[AVAILABLE DATA start]
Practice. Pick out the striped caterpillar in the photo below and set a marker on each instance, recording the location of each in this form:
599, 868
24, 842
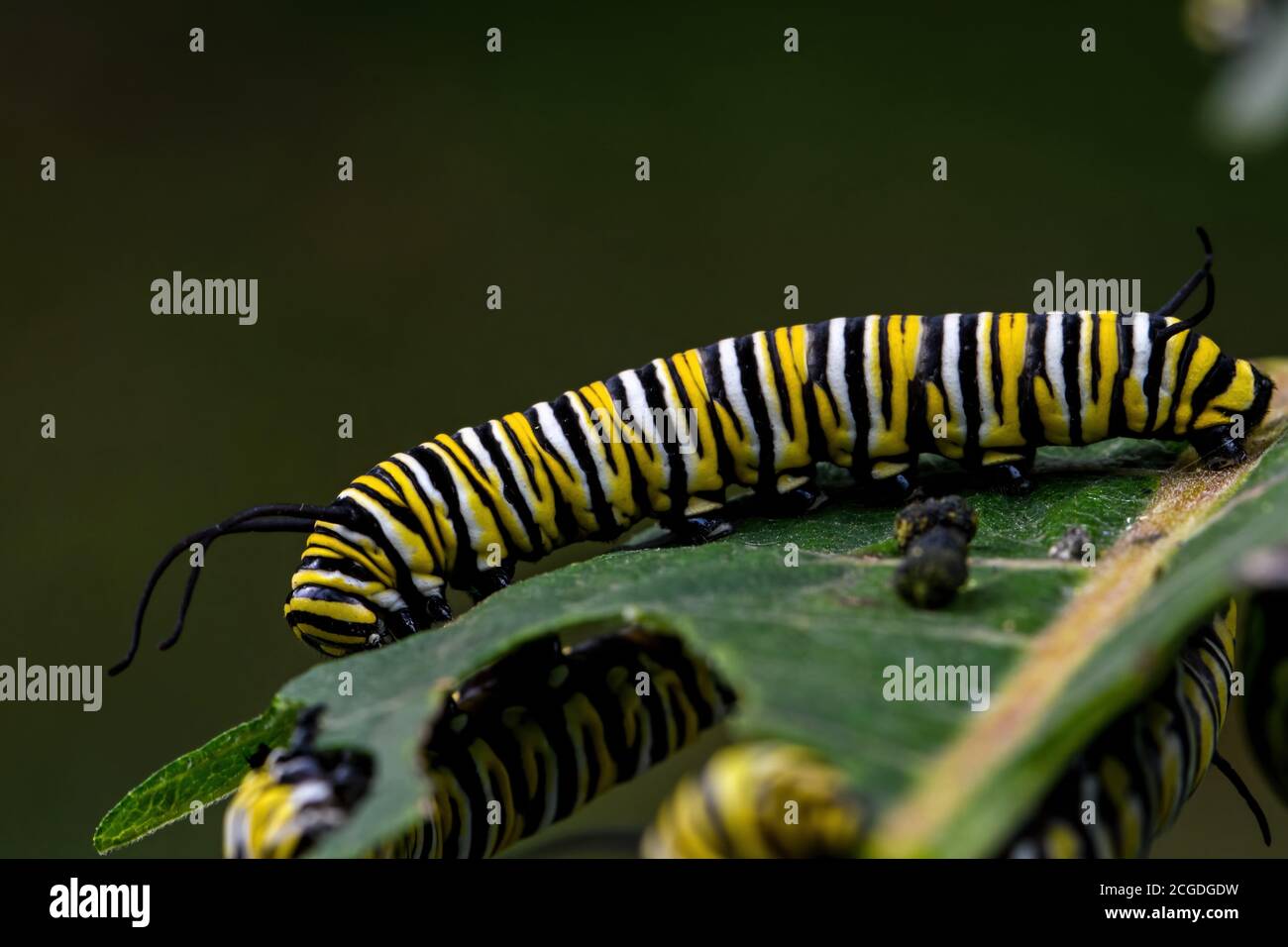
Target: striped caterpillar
760, 411
548, 729
520, 746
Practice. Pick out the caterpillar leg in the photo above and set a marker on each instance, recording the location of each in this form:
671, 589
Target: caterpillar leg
888, 480
1218, 447
1009, 471
759, 800
791, 495
700, 522
492, 579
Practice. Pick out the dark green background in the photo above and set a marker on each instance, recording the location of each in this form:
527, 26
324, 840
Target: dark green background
515, 169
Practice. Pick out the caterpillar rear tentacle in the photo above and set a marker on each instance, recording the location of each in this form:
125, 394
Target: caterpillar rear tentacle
668, 440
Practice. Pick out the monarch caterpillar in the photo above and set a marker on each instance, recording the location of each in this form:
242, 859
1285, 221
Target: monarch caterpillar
1129, 784
518, 748
759, 800
1265, 573
760, 411
1137, 772
546, 729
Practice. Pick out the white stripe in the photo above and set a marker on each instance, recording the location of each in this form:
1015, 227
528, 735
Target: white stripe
984, 379
640, 410
836, 382
732, 380
872, 373
1054, 356
949, 369
446, 531
555, 436
769, 392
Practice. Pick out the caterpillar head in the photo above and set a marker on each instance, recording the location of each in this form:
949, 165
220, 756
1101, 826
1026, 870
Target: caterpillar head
294, 795
1229, 403
343, 594
339, 605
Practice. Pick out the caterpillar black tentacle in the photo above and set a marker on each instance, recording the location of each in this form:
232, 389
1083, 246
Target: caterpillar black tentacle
668, 440
518, 748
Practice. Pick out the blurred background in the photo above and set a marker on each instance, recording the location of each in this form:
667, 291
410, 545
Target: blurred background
768, 169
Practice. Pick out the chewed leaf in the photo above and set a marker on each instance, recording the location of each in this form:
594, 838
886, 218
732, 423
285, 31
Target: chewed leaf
205, 776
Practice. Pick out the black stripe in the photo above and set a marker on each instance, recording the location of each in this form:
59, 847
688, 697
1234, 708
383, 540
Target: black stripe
995, 347
1183, 368
576, 438
919, 433
566, 518
1119, 425
713, 377
748, 372
1153, 381
677, 472
776, 365
639, 484
510, 489
1218, 380
855, 379
967, 376
887, 369
464, 566
1069, 363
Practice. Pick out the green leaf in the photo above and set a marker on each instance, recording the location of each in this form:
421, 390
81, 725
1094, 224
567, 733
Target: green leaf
205, 775
805, 646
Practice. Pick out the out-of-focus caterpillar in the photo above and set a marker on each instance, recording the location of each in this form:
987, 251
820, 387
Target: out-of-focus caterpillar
520, 746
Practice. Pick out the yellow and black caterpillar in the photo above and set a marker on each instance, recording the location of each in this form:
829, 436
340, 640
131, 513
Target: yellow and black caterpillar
529, 741
518, 748
668, 440
1129, 784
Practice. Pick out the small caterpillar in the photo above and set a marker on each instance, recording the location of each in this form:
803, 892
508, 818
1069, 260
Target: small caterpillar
1138, 772
520, 746
760, 411
546, 729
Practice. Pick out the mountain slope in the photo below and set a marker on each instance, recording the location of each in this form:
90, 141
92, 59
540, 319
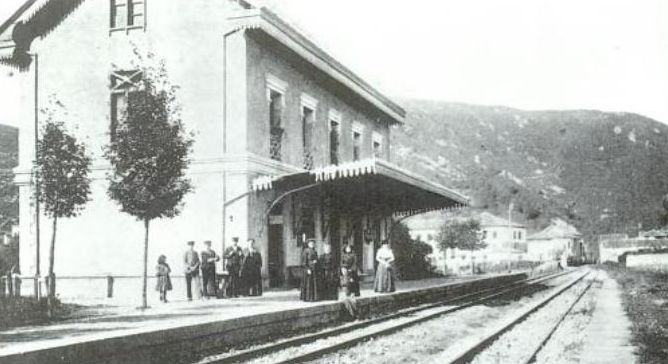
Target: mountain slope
602, 172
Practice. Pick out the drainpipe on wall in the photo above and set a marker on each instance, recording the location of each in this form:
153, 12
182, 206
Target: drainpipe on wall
37, 190
228, 33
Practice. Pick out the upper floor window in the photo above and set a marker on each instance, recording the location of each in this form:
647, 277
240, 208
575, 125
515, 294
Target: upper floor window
334, 136
275, 96
127, 14
377, 145
357, 144
358, 129
123, 83
308, 107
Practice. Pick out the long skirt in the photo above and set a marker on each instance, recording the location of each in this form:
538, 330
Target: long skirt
164, 283
384, 281
351, 284
309, 287
329, 286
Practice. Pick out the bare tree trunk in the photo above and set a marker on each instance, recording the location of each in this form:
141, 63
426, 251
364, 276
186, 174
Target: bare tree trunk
144, 275
52, 276
52, 253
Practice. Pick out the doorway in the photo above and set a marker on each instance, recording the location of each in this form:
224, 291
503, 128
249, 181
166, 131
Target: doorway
275, 259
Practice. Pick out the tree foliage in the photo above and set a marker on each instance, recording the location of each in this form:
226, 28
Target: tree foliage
62, 167
9, 192
464, 235
149, 154
410, 255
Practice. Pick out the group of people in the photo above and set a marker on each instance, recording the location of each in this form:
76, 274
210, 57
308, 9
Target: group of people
243, 268
322, 277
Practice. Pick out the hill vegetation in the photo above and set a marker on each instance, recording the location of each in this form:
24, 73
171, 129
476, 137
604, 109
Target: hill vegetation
601, 172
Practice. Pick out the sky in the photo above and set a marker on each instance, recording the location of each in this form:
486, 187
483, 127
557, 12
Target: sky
610, 55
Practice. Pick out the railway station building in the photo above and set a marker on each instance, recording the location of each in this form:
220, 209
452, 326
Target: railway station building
289, 143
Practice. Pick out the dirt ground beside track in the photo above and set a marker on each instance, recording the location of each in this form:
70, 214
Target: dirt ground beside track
645, 299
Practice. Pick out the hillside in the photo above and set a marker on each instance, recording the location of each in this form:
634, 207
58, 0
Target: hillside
602, 172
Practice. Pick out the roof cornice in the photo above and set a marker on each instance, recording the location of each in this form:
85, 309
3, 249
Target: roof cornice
271, 24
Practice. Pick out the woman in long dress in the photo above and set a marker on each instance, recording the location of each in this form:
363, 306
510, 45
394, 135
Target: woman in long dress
251, 271
309, 261
349, 272
329, 281
384, 281
164, 284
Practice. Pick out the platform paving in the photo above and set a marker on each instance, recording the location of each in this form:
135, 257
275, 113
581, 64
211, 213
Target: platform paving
608, 336
101, 321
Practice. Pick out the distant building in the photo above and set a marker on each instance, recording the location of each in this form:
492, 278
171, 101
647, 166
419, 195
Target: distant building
653, 234
502, 235
556, 242
505, 241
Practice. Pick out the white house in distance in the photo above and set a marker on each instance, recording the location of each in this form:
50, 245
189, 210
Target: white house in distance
557, 241
505, 241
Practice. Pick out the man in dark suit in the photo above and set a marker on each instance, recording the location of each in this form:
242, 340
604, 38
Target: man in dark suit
209, 259
234, 255
192, 263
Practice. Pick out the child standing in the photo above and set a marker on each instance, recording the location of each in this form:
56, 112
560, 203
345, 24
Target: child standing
164, 282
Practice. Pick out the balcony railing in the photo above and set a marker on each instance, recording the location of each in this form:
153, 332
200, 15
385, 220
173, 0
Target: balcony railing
308, 160
275, 143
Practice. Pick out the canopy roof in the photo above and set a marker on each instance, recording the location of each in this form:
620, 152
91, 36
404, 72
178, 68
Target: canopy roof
373, 184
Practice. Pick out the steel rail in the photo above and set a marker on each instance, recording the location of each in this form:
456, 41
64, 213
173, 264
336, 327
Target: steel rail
554, 328
467, 354
249, 354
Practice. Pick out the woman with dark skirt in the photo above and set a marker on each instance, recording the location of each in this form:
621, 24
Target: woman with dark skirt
350, 281
251, 271
385, 272
329, 278
162, 271
309, 262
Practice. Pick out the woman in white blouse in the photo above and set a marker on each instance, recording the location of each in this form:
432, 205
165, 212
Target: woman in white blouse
385, 272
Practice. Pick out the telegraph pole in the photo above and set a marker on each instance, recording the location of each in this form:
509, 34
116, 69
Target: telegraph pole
37, 192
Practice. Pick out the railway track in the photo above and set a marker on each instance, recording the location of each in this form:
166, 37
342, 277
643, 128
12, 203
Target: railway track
379, 326
468, 353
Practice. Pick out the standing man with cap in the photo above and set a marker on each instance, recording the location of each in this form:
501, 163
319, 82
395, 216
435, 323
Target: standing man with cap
191, 262
234, 255
209, 259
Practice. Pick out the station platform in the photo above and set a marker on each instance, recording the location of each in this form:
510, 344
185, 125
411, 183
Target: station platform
120, 334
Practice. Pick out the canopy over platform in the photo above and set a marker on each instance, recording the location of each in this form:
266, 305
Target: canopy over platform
371, 184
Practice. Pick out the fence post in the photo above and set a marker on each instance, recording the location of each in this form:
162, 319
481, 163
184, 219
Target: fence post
110, 286
17, 285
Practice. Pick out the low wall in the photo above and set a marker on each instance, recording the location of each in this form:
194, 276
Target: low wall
174, 343
650, 261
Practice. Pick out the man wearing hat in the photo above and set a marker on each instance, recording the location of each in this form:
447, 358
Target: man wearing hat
209, 259
191, 262
234, 255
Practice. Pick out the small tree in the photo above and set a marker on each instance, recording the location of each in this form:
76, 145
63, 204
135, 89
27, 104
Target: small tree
149, 155
464, 235
410, 255
62, 166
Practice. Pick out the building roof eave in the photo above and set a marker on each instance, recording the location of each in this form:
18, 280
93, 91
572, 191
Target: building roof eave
274, 26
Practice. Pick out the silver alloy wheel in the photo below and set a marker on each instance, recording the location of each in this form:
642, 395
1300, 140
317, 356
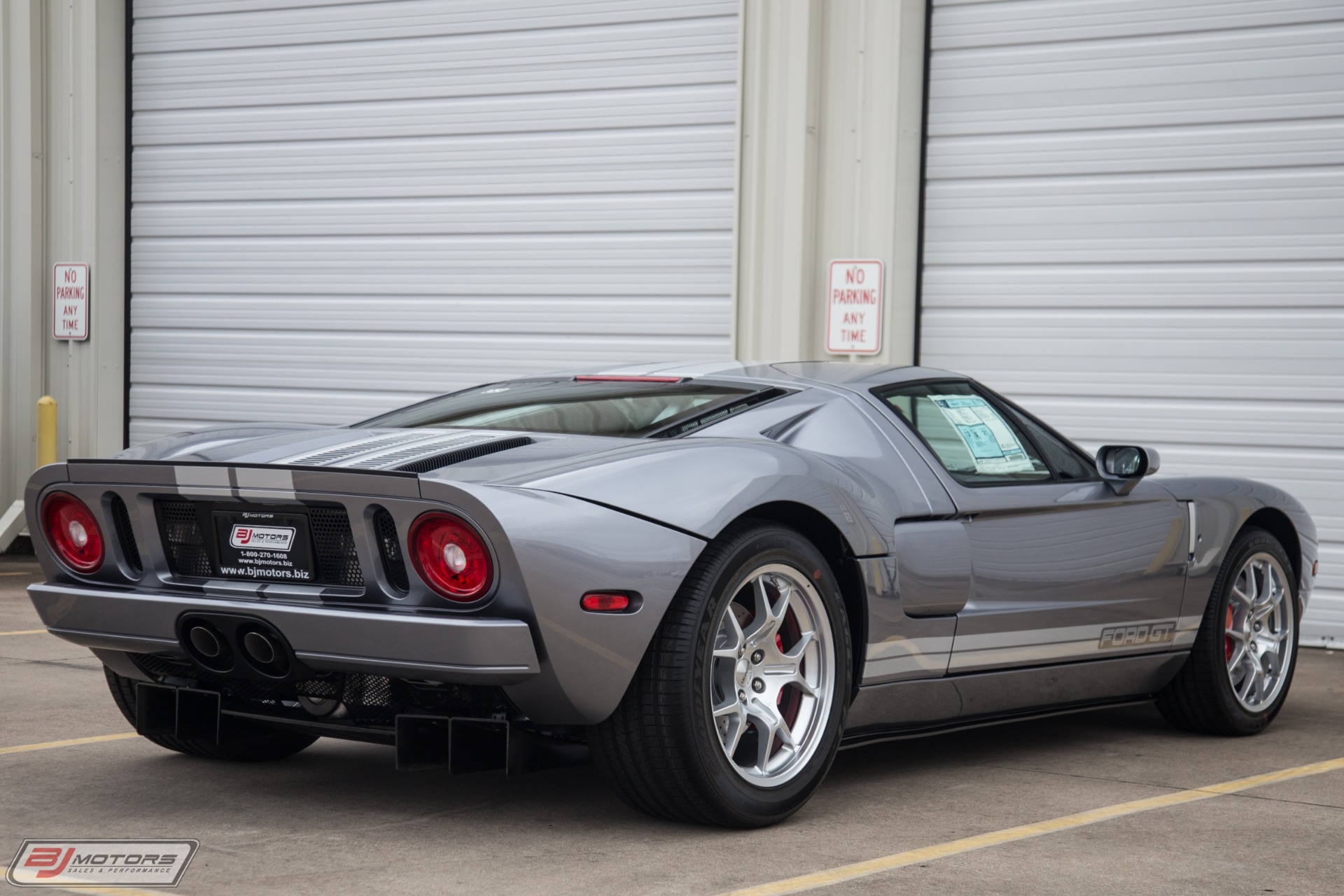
[AVAILABLE DATA end]
- **WHAT YOU NEED TO DO**: Copy out the material word for word, starting at the line that has "Practice. Pick out the man wearing" and continuing through the end of the material. Leave the pictures out.

- **EXERCISE RESPONSE**:
Practice. Pick out the man wearing hat in the photo above and set a marker on each instance, recording the location of each in this form:
447, 358
Target: man wearing hat
209, 259
191, 262
234, 255
Practice. Pick out the small tree in the photo above and set a marker on each instance, recording the location of each in this form:
76, 145
63, 204
135, 89
27, 104
Target: small tree
149, 155
464, 235
410, 255
62, 166
Practice. Pick out the building roof eave in the photo above and set a marker on each instance, recording the location of each in this form:
18, 280
93, 91
572, 191
Target: building roof eave
274, 26
Practice. Pick out the silver alloy wheel in the photo below and set a marker on each instance, recording the location of each in this form:
642, 395
1300, 140
317, 356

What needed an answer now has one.